## Exercise tasks
• A. Quote the post on farmworker pay and Dorothea Lange's photo word for word, starting with "July 9th, 2008" and going on through "can read here.".
• B. Gather every line of the entries below that contains the word "magazine".

## Passage shown
#####

July 9th, 2008 · Older Essays

From the Economist, “The extra cent a pound is the first pay increase workers have received in 30 years. Even with it, a picker would have to fill 15 32-pound buckets an hour to earn Florida’s minimum wage of $6.79.”

Seasonal workers don’t make much. And is three decades is a rather long time to not have any increase to adjust for inflation.

Dorothea Lange’s photo of a migrant mother in Nippomo California made a difference to a lot of people. For more history you can read here.

Maybe it needs to be spiffed up and re-released? But what affect would it have on people today?

This is what Lange said of the experience, “I saw and approached the hungry and desperate mother, as if drawn by a magnet. I do not remember how I explained my presence or my camera to her, but I do remember she asked me no questions. I made five exposures, working closer and closer from the same direction. I did not ask her name or her history. She told me her age, that she was thirty-two. She said that they had been living on frozen vegetables from the surrounding fields, and birds that the children killed. She had just sold the tires from her car to buy food. There she sat in that lean- to tent with her children huddled around her, and seemed to know that my pictures might help her, and so she helped me. There was a sort of equality about it. “(From: Popular Photography, Feb. 1960).

In our age of content deluge, we are numb to images and tired of hearing hardship. Still, tell me the value of a penny.

#####

## Record list
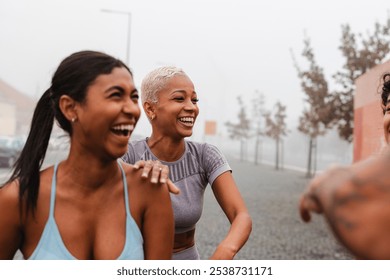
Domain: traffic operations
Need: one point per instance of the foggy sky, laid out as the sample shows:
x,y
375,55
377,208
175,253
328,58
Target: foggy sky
x,y
227,47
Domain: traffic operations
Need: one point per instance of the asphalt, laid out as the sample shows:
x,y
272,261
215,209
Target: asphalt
x,y
278,233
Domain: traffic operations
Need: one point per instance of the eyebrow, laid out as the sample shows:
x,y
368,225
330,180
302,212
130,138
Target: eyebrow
x,y
119,88
182,91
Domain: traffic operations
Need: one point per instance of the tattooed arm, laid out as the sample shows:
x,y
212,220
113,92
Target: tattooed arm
x,y
356,203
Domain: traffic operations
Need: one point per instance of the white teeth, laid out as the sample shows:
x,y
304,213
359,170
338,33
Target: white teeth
x,y
124,127
191,120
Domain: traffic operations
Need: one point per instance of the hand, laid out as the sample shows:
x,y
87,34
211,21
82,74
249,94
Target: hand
x,y
159,173
223,253
320,191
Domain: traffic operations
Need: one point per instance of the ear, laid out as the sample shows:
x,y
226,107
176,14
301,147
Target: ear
x,y
149,110
68,107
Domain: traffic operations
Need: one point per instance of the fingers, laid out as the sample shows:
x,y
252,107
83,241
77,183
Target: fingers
x,y
139,164
147,167
159,171
172,187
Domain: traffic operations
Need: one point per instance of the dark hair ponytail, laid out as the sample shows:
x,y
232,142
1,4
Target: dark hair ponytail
x,y
385,90
27,167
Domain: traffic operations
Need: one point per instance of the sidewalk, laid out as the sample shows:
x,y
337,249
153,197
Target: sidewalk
x,y
278,233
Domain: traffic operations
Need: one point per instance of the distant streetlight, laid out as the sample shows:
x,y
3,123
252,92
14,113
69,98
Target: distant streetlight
x,y
128,14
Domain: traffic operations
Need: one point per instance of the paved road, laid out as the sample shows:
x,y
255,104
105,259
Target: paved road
x,y
278,233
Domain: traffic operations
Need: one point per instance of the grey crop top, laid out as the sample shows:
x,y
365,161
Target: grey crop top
x,y
200,165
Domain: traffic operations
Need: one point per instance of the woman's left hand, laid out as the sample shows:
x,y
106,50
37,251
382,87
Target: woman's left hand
x,y
159,173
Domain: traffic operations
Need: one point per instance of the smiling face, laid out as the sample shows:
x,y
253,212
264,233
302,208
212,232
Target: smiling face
x,y
386,121
176,110
109,114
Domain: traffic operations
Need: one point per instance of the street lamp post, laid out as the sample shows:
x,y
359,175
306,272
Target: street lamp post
x,y
128,14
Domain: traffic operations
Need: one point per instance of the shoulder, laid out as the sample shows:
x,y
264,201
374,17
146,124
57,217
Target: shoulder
x,y
9,194
202,147
9,201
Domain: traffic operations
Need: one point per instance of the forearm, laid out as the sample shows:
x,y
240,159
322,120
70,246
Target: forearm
x,y
237,236
359,209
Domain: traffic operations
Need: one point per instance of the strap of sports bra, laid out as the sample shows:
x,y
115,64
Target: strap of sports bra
x,y
53,191
124,179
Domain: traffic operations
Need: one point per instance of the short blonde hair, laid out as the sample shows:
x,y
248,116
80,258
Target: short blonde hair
x,y
156,80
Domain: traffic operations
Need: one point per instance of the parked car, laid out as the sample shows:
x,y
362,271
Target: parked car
x,y
10,148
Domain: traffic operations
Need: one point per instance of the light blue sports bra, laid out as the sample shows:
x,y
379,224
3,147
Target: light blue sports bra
x,y
51,246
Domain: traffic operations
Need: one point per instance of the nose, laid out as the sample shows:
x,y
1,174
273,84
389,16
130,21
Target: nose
x,y
189,105
131,108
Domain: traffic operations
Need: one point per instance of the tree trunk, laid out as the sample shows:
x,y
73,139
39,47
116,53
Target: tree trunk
x,y
277,154
308,170
315,156
241,150
256,149
281,154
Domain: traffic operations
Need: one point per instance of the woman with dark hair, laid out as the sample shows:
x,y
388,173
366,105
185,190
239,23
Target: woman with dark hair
x,y
89,206
355,200
386,106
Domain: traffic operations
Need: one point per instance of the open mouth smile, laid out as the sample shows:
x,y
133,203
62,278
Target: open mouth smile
x,y
123,129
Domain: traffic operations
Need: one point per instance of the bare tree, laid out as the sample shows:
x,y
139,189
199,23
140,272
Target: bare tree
x,y
276,128
241,130
361,54
317,116
258,118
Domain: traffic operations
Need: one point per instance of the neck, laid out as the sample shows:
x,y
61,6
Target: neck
x,y
88,172
165,148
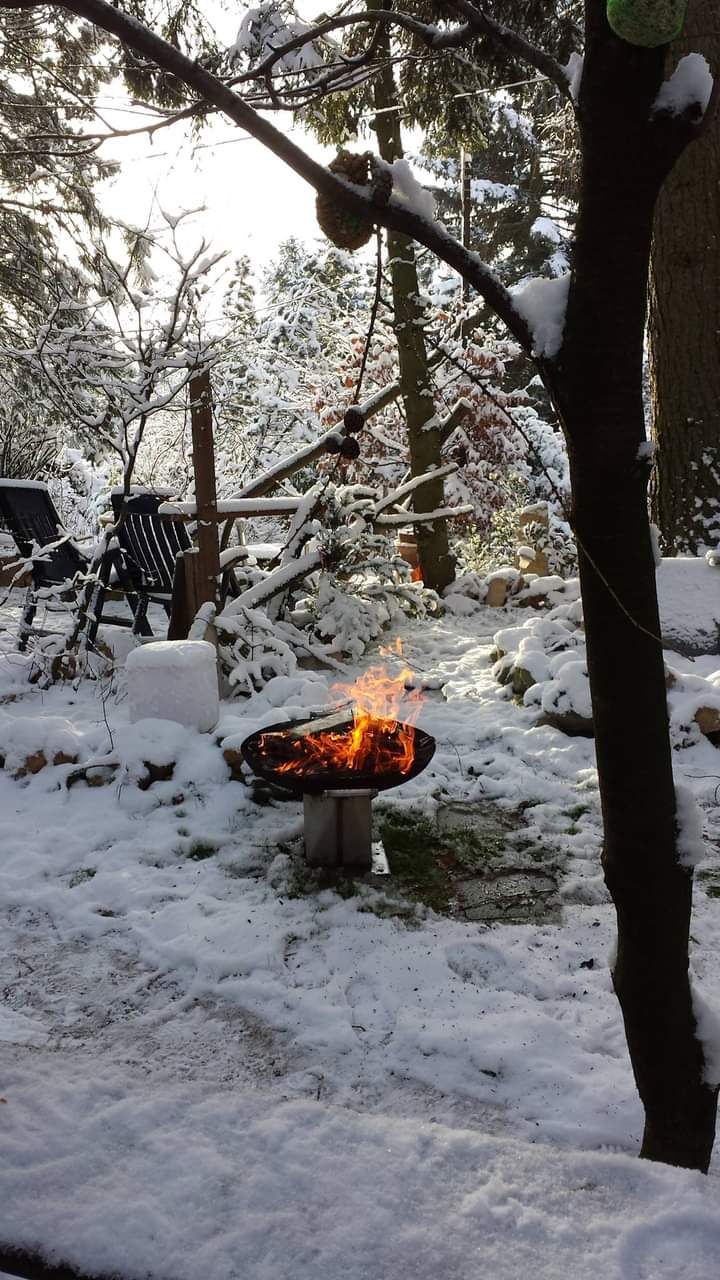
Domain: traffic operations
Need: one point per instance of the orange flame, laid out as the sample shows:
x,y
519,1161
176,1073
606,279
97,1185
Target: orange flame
x,y
372,741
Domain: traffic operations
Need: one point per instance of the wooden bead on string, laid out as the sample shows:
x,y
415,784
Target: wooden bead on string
x,y
354,419
350,448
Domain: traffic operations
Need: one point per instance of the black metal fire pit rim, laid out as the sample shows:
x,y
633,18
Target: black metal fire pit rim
x,y
327,780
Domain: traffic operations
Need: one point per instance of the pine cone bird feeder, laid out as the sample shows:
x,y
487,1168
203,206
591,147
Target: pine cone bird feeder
x,y
341,225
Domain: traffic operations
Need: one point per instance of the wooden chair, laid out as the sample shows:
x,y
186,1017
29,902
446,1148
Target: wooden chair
x,y
149,547
55,562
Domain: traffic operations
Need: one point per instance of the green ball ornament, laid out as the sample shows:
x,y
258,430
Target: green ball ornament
x,y
647,22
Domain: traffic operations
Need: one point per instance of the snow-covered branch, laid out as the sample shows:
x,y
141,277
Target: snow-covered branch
x,y
511,42
399,215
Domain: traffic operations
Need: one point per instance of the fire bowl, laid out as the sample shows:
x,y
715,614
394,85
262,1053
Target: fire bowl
x,y
317,777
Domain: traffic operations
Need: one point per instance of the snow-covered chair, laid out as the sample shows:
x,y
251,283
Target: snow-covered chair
x,y
55,563
149,549
150,545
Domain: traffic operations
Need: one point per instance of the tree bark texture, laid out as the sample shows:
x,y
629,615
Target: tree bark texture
x,y
597,384
684,324
424,440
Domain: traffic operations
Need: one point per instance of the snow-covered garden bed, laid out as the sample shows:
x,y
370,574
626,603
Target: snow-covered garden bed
x,y
214,1066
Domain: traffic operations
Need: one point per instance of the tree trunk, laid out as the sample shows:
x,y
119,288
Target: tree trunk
x,y
598,391
684,325
424,443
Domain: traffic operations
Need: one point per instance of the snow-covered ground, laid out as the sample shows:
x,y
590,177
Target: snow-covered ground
x,y
209,1070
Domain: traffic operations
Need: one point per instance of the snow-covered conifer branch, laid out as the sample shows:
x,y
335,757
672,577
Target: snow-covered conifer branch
x,y
399,215
513,42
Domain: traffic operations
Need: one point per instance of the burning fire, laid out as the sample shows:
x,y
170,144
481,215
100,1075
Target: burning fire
x,y
368,739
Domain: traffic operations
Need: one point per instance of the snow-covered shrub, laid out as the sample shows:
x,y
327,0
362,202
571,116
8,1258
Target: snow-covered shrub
x,y
253,649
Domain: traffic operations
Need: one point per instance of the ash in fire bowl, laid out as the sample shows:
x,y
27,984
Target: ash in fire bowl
x,y
349,750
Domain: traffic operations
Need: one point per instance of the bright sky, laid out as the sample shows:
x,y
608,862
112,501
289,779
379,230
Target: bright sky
x,y
253,201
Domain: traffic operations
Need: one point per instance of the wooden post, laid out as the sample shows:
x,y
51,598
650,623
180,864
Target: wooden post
x,y
465,205
208,567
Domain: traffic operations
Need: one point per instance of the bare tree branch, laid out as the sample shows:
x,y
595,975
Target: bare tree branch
x,y
511,42
359,200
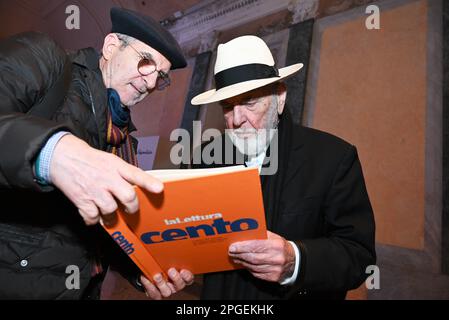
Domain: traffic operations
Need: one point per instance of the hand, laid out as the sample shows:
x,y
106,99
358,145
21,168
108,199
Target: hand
x,y
95,180
162,288
271,260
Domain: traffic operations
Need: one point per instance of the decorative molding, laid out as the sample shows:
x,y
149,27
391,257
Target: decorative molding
x,y
197,30
343,5
303,10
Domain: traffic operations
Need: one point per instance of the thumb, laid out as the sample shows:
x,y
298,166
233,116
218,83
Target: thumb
x,y
142,179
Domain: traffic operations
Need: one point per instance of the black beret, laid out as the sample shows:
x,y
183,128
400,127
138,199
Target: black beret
x,y
150,32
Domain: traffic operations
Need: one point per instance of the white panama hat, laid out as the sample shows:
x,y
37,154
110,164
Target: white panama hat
x,y
243,64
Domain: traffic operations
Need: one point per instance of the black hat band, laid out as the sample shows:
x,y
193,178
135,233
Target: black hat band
x,y
246,72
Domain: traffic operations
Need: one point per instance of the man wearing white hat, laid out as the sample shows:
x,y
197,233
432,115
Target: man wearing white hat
x,y
319,217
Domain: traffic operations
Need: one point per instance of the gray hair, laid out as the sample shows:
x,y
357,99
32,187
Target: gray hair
x,y
125,39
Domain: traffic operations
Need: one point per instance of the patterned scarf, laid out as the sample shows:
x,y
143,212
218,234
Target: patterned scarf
x,y
118,139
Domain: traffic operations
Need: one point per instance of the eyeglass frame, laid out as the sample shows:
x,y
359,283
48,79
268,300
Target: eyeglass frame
x,y
161,74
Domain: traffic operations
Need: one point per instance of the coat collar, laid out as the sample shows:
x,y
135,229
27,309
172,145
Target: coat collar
x,y
88,59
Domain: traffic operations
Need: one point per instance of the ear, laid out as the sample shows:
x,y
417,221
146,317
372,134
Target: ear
x,y
282,94
110,45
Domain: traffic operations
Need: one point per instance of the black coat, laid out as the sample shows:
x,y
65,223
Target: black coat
x,y
41,231
318,199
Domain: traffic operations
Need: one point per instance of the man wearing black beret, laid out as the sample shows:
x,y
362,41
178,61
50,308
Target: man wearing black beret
x,y
68,160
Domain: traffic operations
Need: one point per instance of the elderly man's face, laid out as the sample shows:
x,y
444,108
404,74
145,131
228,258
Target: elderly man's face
x,y
251,115
123,70
254,110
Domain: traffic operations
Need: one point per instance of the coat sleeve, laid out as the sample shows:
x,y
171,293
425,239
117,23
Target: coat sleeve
x,y
338,261
29,65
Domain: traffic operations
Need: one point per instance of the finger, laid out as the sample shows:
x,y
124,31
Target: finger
x,y
161,284
176,279
140,178
266,268
105,202
89,212
248,246
150,289
187,276
172,287
126,194
255,258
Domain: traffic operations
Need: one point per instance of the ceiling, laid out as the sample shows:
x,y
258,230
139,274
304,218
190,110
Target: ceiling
x,y
159,9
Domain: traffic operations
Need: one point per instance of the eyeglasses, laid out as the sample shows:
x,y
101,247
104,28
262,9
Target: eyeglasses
x,y
147,66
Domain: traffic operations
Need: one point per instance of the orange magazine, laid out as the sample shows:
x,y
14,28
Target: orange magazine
x,y
192,223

#####

## Solutions to the tasks
• A.
July 9th, 2008 · Older Essays

From the Economist, “The extra cent a pound is the first pay increase workers have received in 30 years. Even with it, a picker would have to fill 15 32-pound buckets an hour to earn Florida’s minimum wage of $6.79.”

Seasonal workers don’t make much. And is three decades is a rather long time to not have any increase to adjust for inflation.

Dorothea Lange’s photo of a migrant mother in Nippomo California made a difference to a lot of people. For more history you can read here.

• B.
Need: one point per instance of the orange magazine, laid out as the sample shows:
Target: orange magazine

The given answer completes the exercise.